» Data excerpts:
----
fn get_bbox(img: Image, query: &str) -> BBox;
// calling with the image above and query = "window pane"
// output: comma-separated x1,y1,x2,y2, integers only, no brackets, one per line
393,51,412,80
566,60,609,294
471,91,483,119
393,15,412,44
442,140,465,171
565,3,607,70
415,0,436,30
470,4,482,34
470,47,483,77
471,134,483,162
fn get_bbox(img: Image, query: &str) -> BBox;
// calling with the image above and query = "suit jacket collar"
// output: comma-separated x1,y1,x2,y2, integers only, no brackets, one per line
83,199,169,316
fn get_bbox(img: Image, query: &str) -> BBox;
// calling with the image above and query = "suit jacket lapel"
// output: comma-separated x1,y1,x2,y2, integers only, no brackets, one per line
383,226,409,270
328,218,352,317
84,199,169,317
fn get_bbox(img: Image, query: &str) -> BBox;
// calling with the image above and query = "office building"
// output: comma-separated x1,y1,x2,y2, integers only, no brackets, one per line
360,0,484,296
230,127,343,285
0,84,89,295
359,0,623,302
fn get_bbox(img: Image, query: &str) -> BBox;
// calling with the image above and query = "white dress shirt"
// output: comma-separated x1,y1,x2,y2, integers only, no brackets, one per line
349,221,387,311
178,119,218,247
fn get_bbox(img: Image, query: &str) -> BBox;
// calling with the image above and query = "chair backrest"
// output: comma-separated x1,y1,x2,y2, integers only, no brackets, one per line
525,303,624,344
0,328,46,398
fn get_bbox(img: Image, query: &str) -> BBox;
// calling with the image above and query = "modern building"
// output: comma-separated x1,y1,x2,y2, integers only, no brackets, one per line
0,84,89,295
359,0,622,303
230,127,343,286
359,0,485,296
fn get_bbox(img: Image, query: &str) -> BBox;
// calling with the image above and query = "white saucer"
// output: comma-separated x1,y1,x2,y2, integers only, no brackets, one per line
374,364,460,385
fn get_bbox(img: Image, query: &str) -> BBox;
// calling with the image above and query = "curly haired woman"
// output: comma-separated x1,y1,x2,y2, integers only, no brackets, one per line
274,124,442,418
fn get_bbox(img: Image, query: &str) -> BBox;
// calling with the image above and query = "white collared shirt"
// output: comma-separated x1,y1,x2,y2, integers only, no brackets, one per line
----
» WHAT IS EXPECTED:
What you should do is return the records above exactly, leaving nothing out.

» OUTPUT FOR THIS EXERCISE:
fn get_bbox(img: Image, query: &str) -> BBox;
// calling with the image above and query = "window pane"
// output: comma-separated x1,y1,x2,y2, integers only, no brackets, one per line
393,51,412,80
566,60,609,294
471,91,483,119
393,15,412,44
442,140,465,171
565,3,607,70
415,0,436,30
470,4,482,34
470,47,483,77
471,134,483,162
fn get_bbox(img: Image, query: &str) -> BBox;
// calling with the image above and query = "suit jacket collar"
// output: comma-separated x1,y1,x2,y2, integers only, no brackets, one per line
83,199,169,316
fn get_bbox(img: Image, query: &str) -> BBox;
// calling with the image above and query = "suit jacket lapel"
// output: comma-separated x1,y1,x2,y2, integers only, no brackets, one per line
383,226,409,270
328,218,352,317
84,199,169,317
fn get_bbox(img: Image, query: &str) -> BBox;
// calling with the image above and query = "office building"
// output: comma-separated x1,y1,x2,y2, integers only, no brackets, one per line
360,0,484,296
230,127,343,285
0,84,89,295
359,0,623,302
fn get_bbox(img: Image, query: &str) -> BBox;
// calling with the image above and query = "white dress shirt"
// output: comma-separated x1,y1,x2,y2, integers only, no brackets, one per line
349,221,387,311
178,119,218,247
fn get_bbox(img: Image, query: &str) -> BBox;
// calling with the image above and query = "chair backrest"
// output: comma-separated x1,y1,x2,y2, integers only, no brackets, one per line
525,303,624,344
0,328,46,398
fn get_bbox(img: Image, query: &str) -> BBox;
// calling with the image above and query = "modern building"
// output: comma-separated x1,y1,x2,y2, integers only, no brackets, one per line
0,84,89,295
359,0,622,303
230,127,343,286
359,0,485,296
fn get_bbox(img: Image, query: &str) -> BBox;
// calling with the image above and query = "white saucer"
// output: comma-separated x1,y1,x2,y2, integers only, no brackets, one per line
374,364,460,385
fn get_bbox(img: Image, query: &str) -> BBox;
// calling with the image above and query = "curly haired woman"
// output: comma-separated x1,y1,x2,y2, integers only, no brackets, one per line
274,124,442,418
fn get_bbox(img: Image, query: &str) -> BBox;
// calling with the image above and query = "white collared shirt"
// output: comma-separated x1,y1,x2,y2, integers only, no brackets, one per line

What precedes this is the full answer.